[Verilen görevler]
• a. Diyanet İşleri Başkanı'nın sözleriyle ilgili yazıda "İnançtan ayıklansın oralar, adeta" ile "bir tepki yarattı." arasındaki bölümü, bu iki ifade de dahil olmak üzere harfi harfine yineleyin.
• b. Diyanet İşleri Başkanı'nın sözleriyle ilgili yazıdaki şu cümleyi İngilizceye çevirin: "Anayasada yazan laiklik ilkesine açıkça aykırı olan bu sözler kamuoyunda müthiş bir tepki yarattı."

[Metin parçası]
Kitaplar Sürekli Yazılar Kitap Söyleşileri |
13 Eylül 2021
Mukaddes Duygular ve Mukaddes Kimlikler, Yani Dinler, Mezhepler,
kısacası "İnançlar", Tarikatlar, Cemaatler yoluyla Baskı ve Bölücülük
İçin Siyasette Kullanıldığında, Herkes Ama En Çok Da Bunu Yapanlar
Zarar Görür.
Anayasadaki "Laiklik" ilkesine ters düşen bir davranışla, Yargıtay
Binası'nı ve Yeni Yargı Yılı'nı Cumhurbaşkanı ile birlikte dua ederek açan
Diyanet İşleri Başkanı Ali Erbaş, bu konudaki eleştirileri yanıtlarken çok
vahim sözler söyledi ve Anayasaya göre, açıkça suç işledi:
İmam Hatipliler Derneği tarafından Aksaray Üniversitesi'nde organize
edilen 18. İmam Hatipliler Kurultayı'nda yaptığı konuşmada, "evde,
ticarette, siyasette, adalette, yargıda", din kurallarını kastederek,
"inanca" uyulmasını savundu.
"Hani 'inanç sokakta olmasın, mahallede olmasın, insanın içinde olsun'
diye bir anlayış var ya.
'İnanç işte insan ile Allah arasında olsun, evine yansımasın,
ticaretine yansımasın, siyasetine yansımasın, adaletine, yargısına
yansımasın'...
Görüyorsunuz ya ortalığı ayağa kaldırıyorlar.
İnançtan ayıklansın oralar, adeta bu düşünce insanlığı bu noktaya
getirmektedir."
dedi.
Anayasada yazan laiklik ilkesine açıkça aykırı olan bu sözler
kamuoyunda müthiş bir tepki yarattı.
* * *
Daha Yargı Yılı'nın dualarla açılışı ve bu konuda kendisini savunurken
Anayasaya aykırı olarak söylediklerinin etkisi geçmeden bu kez, Sosyal
Medya düzenlenmesi konusunda da konuştu ve gençleri kul olarak
gördüğünü belirtti.
Diyanet İşleri Başkanlığı'nca Ankara'da düzenlenen 2. Gençlik Çalıştayı'nın
açılışında, iktidara sosyal medyayı sansürlemesi konusunda destek verdi ve
şöyle dedi:
"Gelinen noktada toplumsal hayatı tüm veçheleriyle etkisi altına alan
bireysellik, dünyevileşme, sanal hayat, popüler kültür ve hayatın temel
gayesi olan kulluktan vareste gündelik anlayışlar, gençliği her
taraftan kuşatmıştır. Gence adeta kul olduğunu unutturan bir etkileşim var".

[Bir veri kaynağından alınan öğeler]
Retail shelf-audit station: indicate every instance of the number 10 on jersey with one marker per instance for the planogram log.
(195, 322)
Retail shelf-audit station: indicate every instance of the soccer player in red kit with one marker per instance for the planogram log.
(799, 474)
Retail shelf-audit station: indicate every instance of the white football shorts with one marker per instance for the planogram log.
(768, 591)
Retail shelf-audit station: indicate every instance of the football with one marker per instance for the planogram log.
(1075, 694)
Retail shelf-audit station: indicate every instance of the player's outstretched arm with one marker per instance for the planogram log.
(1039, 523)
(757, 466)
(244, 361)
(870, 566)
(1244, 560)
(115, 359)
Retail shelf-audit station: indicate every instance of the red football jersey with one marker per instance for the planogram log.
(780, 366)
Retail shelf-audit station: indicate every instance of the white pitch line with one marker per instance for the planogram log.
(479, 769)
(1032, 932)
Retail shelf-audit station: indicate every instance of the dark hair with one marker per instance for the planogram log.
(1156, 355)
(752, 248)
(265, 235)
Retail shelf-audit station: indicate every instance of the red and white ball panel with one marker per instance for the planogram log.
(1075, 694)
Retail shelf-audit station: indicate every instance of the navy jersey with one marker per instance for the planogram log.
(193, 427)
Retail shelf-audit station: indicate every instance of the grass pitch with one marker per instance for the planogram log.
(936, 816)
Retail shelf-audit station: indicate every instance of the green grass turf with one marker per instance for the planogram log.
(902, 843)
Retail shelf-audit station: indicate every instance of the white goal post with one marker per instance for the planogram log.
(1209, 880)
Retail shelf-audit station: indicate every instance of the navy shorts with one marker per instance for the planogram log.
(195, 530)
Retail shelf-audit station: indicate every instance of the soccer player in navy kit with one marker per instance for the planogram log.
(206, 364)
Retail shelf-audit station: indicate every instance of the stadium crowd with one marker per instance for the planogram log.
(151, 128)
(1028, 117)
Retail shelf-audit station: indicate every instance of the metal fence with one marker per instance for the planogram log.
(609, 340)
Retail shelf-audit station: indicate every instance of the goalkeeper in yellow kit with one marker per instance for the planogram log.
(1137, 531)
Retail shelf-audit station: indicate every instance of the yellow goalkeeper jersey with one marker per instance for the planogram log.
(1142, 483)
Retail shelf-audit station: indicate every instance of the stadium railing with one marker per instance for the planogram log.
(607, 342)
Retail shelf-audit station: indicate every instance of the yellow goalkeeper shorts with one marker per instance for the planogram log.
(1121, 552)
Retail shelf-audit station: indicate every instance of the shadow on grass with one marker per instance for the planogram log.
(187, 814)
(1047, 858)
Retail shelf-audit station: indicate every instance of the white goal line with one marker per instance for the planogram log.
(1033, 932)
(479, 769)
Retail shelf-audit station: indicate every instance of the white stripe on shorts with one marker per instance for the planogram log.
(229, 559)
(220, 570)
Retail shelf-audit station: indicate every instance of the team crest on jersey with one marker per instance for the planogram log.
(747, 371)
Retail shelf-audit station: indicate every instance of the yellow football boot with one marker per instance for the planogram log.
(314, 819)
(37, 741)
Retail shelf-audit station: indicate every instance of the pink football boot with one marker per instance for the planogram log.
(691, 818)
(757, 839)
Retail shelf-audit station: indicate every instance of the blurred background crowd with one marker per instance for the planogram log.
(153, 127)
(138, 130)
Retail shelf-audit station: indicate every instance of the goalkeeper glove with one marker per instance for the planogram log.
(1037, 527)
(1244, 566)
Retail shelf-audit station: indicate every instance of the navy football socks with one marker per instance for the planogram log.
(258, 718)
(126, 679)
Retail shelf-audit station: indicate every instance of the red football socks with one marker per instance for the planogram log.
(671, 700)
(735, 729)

[Çıktılar]
• a.
İnançtan ayıklansın oralar, adeta bu düşünce insanlığı bu noktaya
getirmektedir."
dedi.
Anayasada yazan laiklik ilkesine açıkça aykırı olan bu sözler
kamuoyunda müthiş bir tepki yarattı.

• b. These remarks, which clearly contradict the principle of secularism written in the Constitution, caused a tremendous public reaction.